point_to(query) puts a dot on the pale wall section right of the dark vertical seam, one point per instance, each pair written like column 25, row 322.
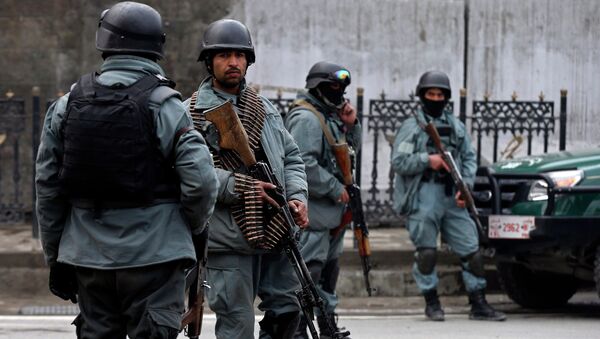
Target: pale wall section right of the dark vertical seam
column 542, row 45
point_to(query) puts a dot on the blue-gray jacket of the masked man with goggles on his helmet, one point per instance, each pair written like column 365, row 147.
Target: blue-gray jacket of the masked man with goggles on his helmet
column 325, row 182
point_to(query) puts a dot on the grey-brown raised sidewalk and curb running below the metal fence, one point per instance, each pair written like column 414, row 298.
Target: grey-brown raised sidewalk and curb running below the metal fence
column 24, row 276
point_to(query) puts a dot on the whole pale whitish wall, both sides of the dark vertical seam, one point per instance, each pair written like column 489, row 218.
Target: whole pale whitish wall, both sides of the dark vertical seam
column 513, row 45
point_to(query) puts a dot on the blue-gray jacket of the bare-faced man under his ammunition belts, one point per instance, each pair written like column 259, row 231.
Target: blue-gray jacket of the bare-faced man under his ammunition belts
column 283, row 156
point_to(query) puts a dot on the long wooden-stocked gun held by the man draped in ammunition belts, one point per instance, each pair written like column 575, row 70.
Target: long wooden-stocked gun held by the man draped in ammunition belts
column 232, row 136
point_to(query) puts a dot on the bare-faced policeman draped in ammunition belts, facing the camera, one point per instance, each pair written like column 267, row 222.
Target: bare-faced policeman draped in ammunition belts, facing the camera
column 239, row 268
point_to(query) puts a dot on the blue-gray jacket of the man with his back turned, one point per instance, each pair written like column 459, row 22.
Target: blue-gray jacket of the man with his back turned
column 128, row 237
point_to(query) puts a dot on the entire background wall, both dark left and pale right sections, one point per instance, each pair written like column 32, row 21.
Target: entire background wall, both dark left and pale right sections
column 512, row 45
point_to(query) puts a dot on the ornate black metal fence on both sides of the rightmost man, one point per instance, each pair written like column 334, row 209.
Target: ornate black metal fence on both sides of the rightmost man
column 522, row 119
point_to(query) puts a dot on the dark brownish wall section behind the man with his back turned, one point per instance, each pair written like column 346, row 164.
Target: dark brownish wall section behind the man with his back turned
column 51, row 43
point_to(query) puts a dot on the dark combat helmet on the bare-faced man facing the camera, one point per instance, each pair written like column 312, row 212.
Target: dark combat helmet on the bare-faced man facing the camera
column 226, row 34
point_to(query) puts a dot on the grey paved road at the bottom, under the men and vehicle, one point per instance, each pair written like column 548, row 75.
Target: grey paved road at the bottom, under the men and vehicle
column 400, row 318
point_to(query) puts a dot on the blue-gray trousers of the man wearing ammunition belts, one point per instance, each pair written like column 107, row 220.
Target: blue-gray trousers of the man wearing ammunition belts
column 236, row 280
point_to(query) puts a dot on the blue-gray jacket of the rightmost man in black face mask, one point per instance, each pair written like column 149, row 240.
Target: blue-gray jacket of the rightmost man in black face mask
column 410, row 158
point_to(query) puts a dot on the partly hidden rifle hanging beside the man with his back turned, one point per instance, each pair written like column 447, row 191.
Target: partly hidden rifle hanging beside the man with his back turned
column 195, row 280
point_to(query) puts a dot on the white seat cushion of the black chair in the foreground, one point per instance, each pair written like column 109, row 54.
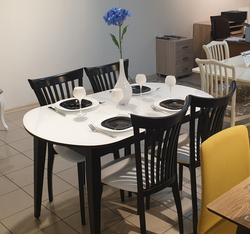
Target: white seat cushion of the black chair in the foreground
column 121, row 173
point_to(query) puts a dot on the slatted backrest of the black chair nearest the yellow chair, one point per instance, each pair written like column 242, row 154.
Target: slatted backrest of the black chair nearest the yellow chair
column 210, row 120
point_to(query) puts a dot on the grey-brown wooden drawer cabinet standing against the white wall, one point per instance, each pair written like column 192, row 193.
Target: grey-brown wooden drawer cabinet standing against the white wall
column 174, row 57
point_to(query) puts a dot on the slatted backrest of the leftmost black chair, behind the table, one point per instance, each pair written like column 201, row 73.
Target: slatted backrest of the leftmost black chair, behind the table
column 54, row 88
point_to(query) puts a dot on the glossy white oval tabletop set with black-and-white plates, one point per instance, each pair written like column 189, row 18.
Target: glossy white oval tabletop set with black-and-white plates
column 73, row 130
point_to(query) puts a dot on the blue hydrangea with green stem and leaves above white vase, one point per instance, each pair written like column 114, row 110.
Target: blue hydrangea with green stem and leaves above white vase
column 116, row 16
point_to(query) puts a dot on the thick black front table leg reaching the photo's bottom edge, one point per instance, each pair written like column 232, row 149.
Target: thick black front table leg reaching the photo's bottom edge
column 93, row 171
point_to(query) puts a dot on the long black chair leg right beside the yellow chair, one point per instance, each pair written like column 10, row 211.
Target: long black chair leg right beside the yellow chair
column 194, row 199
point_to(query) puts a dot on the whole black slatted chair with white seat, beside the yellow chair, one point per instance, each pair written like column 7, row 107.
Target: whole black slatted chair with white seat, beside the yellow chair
column 210, row 121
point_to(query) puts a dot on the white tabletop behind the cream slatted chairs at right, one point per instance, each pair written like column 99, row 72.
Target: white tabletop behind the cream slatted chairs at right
column 242, row 72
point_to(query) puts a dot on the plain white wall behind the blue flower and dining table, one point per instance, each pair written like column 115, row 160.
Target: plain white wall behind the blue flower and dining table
column 45, row 37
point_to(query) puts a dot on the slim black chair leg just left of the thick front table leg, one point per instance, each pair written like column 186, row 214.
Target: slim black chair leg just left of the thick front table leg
column 81, row 182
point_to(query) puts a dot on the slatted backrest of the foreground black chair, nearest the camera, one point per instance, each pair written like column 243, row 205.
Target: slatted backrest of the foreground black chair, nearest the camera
column 161, row 136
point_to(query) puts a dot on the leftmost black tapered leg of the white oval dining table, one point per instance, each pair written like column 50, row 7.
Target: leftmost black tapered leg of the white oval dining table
column 39, row 161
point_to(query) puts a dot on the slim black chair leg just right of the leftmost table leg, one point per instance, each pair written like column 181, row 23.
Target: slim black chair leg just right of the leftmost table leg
column 51, row 157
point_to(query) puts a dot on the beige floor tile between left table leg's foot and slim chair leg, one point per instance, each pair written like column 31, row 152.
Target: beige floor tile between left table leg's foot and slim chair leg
column 65, row 204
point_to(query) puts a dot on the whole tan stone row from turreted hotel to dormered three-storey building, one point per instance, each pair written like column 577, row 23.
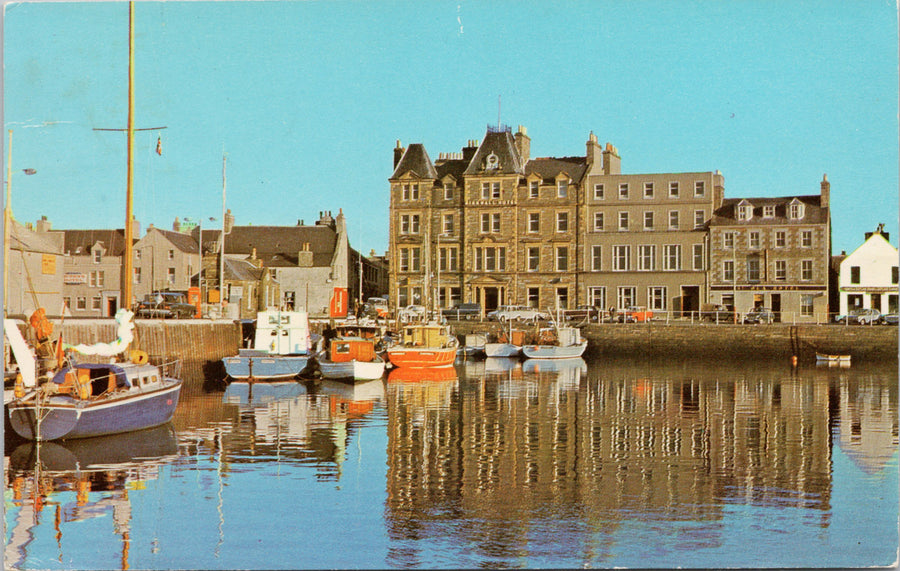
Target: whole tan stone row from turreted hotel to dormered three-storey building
column 493, row 225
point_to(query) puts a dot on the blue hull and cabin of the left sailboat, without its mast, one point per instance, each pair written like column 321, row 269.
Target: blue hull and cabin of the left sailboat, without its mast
column 90, row 399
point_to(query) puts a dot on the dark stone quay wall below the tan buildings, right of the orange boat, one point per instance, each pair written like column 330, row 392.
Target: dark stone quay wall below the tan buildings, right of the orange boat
column 775, row 341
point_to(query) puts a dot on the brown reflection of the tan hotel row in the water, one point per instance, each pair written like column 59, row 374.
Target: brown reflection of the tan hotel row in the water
column 665, row 444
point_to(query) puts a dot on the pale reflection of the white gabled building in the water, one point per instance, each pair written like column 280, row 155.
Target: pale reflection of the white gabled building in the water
column 867, row 422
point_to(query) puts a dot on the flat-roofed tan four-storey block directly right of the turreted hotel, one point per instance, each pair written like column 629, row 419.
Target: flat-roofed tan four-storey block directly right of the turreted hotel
column 644, row 236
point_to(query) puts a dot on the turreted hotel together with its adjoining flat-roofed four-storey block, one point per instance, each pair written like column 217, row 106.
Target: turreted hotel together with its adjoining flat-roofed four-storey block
column 492, row 225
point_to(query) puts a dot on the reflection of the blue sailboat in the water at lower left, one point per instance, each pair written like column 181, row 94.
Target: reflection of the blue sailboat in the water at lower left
column 79, row 480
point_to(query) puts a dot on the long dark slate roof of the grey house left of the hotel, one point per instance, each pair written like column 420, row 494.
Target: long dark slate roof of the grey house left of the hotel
column 278, row 246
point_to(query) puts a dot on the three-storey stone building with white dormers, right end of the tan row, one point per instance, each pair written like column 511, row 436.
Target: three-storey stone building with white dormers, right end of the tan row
column 773, row 252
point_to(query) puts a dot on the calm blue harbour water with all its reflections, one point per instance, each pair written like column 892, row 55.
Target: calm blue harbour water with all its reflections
column 491, row 464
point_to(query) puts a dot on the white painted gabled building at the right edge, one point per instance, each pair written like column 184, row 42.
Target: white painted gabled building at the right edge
column 868, row 277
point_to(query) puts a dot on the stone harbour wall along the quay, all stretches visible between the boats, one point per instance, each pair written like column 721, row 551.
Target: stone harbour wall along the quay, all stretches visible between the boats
column 201, row 344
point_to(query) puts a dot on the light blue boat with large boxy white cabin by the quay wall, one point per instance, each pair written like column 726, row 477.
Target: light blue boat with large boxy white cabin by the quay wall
column 281, row 348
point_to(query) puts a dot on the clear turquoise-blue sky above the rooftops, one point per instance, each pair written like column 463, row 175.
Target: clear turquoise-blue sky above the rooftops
column 308, row 99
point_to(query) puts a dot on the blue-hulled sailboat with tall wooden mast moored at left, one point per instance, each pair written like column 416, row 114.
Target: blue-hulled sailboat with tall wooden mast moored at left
column 83, row 400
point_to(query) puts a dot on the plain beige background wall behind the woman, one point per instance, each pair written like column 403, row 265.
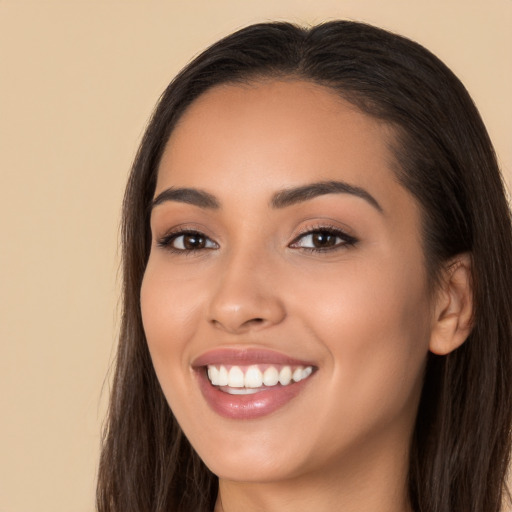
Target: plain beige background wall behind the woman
column 78, row 80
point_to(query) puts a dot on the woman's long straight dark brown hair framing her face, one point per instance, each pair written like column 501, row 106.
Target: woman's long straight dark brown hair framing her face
column 461, row 444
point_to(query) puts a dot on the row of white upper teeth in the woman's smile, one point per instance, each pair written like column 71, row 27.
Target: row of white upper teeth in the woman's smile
column 254, row 377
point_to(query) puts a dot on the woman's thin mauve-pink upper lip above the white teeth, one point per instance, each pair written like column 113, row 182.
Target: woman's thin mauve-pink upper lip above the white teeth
column 246, row 356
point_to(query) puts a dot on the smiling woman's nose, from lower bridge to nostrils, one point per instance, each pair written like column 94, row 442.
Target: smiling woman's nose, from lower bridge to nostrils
column 246, row 296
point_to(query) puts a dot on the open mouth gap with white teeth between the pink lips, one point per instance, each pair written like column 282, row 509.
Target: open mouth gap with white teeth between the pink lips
column 246, row 380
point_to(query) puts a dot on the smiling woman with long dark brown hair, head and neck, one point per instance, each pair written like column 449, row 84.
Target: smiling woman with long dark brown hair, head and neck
column 317, row 265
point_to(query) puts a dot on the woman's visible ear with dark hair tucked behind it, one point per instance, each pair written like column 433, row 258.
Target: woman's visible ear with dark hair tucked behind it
column 453, row 313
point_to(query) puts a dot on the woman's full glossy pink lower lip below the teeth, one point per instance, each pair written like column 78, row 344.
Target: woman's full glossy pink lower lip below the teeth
column 248, row 407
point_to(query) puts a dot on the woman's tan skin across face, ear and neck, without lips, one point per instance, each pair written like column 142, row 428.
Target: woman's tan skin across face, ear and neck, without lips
column 338, row 279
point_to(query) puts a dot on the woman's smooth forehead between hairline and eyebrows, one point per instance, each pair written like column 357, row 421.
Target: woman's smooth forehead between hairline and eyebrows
column 277, row 134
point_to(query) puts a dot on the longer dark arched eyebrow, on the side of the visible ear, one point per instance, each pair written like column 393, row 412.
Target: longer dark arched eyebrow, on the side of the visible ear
column 291, row 196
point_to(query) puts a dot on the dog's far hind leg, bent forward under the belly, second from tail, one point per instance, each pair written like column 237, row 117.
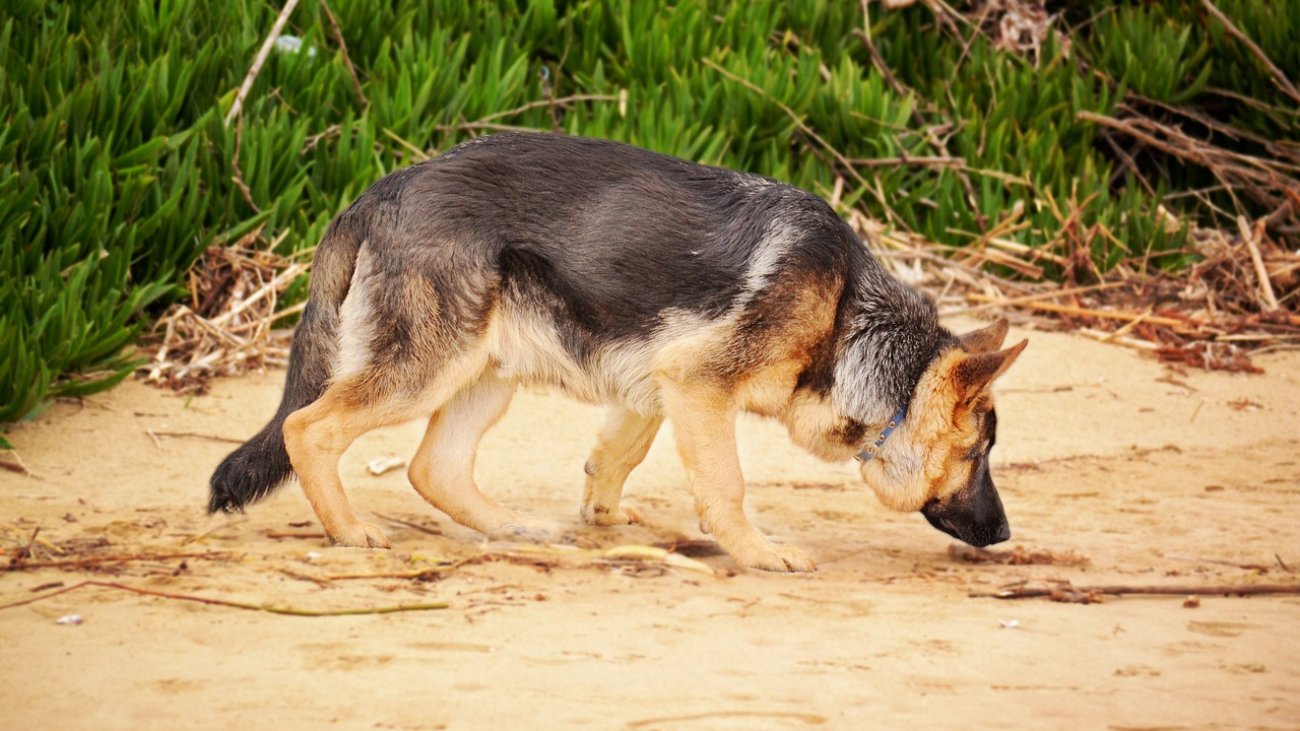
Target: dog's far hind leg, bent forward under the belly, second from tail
column 443, row 470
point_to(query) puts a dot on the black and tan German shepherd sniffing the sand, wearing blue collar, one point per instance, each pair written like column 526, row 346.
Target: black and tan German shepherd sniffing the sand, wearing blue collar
column 661, row 288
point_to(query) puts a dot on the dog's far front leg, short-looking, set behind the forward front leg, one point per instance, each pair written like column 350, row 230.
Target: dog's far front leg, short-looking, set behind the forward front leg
column 622, row 445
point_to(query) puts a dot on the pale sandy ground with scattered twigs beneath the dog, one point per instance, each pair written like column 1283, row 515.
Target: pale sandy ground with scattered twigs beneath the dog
column 1159, row 478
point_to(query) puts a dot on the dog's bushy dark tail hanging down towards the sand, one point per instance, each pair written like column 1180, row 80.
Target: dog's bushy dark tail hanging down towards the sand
column 262, row 464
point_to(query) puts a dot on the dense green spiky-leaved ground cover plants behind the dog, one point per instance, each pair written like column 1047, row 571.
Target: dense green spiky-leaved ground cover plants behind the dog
column 118, row 167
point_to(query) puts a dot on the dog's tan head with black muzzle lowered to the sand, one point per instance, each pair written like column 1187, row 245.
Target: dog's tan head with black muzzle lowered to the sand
column 937, row 462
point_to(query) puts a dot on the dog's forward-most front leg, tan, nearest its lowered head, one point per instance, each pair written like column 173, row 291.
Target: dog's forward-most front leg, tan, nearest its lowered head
column 704, row 422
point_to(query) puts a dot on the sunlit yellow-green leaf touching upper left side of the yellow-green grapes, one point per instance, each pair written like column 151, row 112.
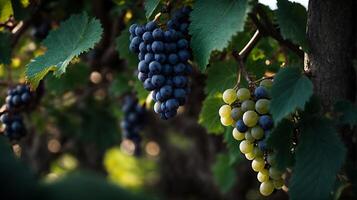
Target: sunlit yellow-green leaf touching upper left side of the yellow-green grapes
column 209, row 117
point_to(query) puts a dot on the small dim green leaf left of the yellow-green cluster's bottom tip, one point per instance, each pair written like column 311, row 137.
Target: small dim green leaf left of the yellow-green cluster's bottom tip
column 223, row 173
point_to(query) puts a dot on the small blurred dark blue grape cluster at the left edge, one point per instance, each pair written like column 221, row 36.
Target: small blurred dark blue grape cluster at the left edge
column 17, row 99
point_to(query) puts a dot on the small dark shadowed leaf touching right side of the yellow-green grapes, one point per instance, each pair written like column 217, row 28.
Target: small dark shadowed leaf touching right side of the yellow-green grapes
column 280, row 140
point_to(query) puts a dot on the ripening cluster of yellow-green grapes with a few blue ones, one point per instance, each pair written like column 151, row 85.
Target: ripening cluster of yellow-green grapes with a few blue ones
column 249, row 114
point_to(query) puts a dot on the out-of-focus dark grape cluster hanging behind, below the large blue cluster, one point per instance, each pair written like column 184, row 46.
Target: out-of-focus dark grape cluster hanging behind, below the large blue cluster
column 133, row 121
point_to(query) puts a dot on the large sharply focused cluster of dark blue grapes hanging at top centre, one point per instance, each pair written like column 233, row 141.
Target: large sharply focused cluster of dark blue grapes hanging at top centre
column 163, row 61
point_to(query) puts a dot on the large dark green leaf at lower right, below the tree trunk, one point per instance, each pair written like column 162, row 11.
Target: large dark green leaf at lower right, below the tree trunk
column 320, row 155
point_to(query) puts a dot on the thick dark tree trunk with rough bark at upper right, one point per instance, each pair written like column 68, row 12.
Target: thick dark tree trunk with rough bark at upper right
column 331, row 34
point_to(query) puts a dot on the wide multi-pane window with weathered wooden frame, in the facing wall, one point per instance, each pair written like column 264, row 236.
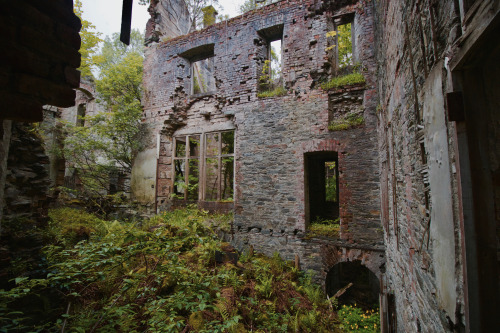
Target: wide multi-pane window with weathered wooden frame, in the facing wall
column 204, row 167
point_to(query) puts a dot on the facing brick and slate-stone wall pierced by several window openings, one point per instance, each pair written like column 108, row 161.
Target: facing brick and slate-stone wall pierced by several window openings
column 273, row 134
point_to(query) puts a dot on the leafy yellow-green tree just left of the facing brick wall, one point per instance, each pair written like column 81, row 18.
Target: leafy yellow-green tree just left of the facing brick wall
column 109, row 140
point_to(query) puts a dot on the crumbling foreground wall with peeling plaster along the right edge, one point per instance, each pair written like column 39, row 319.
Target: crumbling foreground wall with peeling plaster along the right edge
column 421, row 153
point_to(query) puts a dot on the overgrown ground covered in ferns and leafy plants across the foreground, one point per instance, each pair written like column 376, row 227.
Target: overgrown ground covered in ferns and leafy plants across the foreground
column 170, row 273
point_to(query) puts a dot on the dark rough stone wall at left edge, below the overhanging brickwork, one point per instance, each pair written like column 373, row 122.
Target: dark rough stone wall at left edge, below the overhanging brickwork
column 26, row 204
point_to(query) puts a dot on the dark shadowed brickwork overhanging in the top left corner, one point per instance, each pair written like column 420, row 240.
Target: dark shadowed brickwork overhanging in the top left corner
column 39, row 57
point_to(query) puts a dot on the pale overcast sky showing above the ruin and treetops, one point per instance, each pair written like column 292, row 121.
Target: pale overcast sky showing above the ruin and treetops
column 106, row 14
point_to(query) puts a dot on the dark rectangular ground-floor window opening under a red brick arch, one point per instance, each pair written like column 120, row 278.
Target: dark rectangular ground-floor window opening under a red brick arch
column 322, row 182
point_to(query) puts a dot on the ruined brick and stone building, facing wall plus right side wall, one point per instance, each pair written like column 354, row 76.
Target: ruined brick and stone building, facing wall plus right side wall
column 415, row 163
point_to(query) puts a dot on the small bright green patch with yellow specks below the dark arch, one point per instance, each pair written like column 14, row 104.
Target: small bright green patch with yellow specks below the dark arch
column 355, row 319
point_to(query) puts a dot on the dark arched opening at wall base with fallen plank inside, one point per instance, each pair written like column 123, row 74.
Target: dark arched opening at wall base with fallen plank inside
column 365, row 289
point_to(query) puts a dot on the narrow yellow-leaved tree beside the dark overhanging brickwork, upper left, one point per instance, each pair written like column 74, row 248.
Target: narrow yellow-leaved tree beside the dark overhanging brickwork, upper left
column 90, row 41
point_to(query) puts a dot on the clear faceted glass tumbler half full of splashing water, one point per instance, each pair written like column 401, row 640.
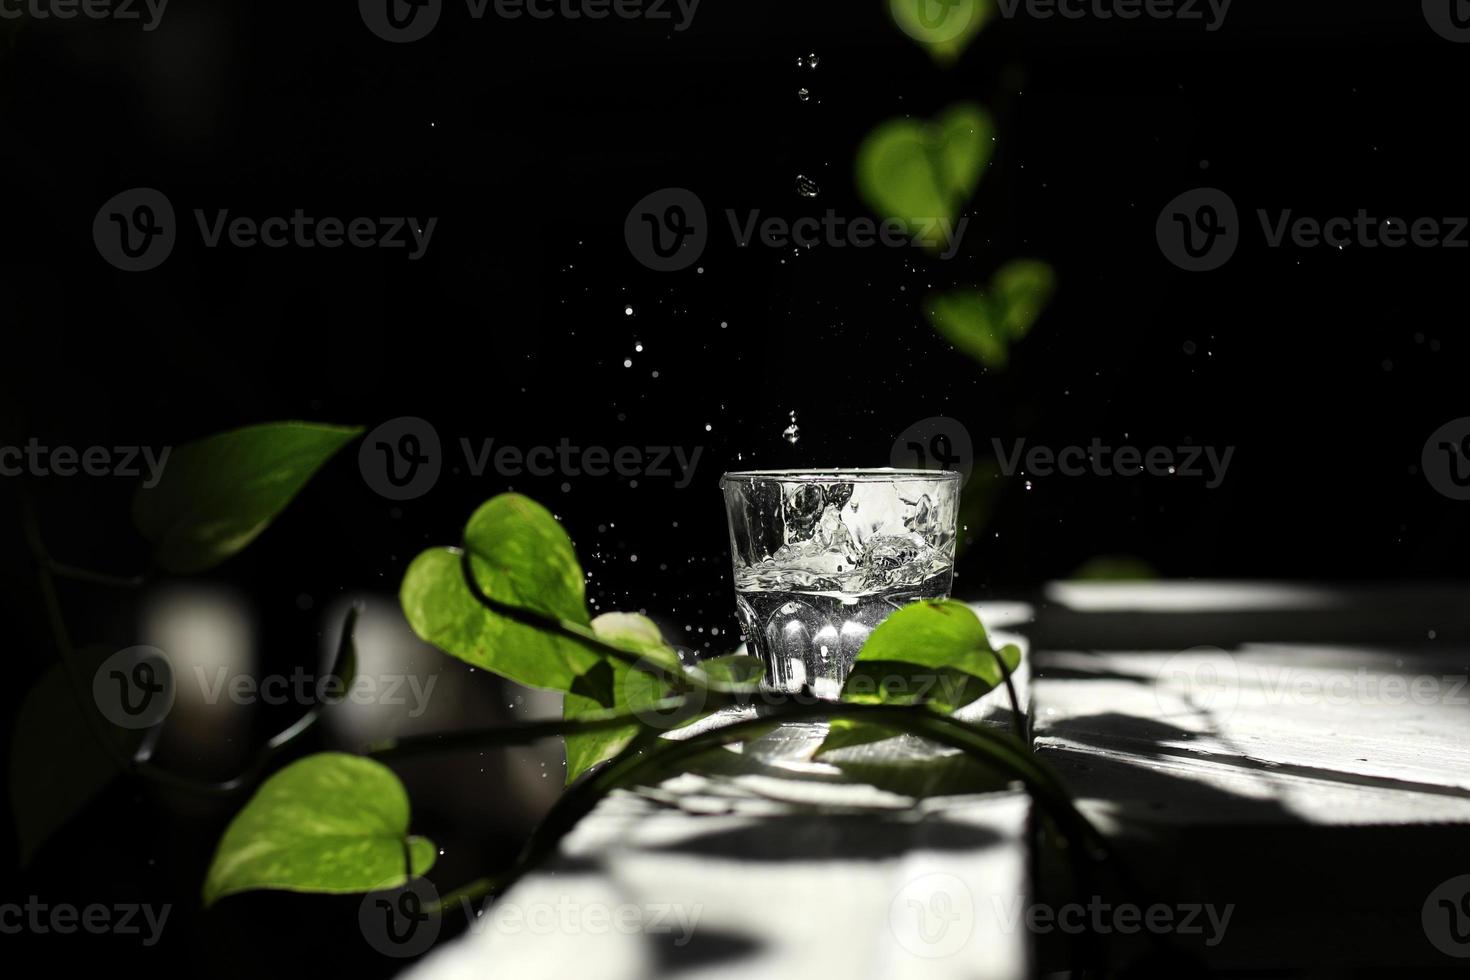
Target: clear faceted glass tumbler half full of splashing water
column 822, row 558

+ + + +

Starting at the line that contains "point_to(query) puts a dot on the dense" and stopping after the line that contains "point_to(query) puts a dot on the dog's forward-most", write out every line exactly as it appears above, and no other line.

point_to(query) puts a dot on the dense green spiky-leaved ground cover plants behind the dog, one point per instance, each pair written like column 1047, row 571.
Target: dense green spiky-leaved ground cover plants behind the dog
column 118, row 167
point_to(query) puts a dot on the dog's tan head with black muzzle lowered to the sand, one point per instance, each pair written like column 1187, row 245.
Target: dog's tan head with black muzzle lowered to the sand
column 937, row 462
point_to(query) puts a dot on the dog's forward-most front leg, tan, nearest its lowered head, one point per instance, each pair written like column 173, row 291.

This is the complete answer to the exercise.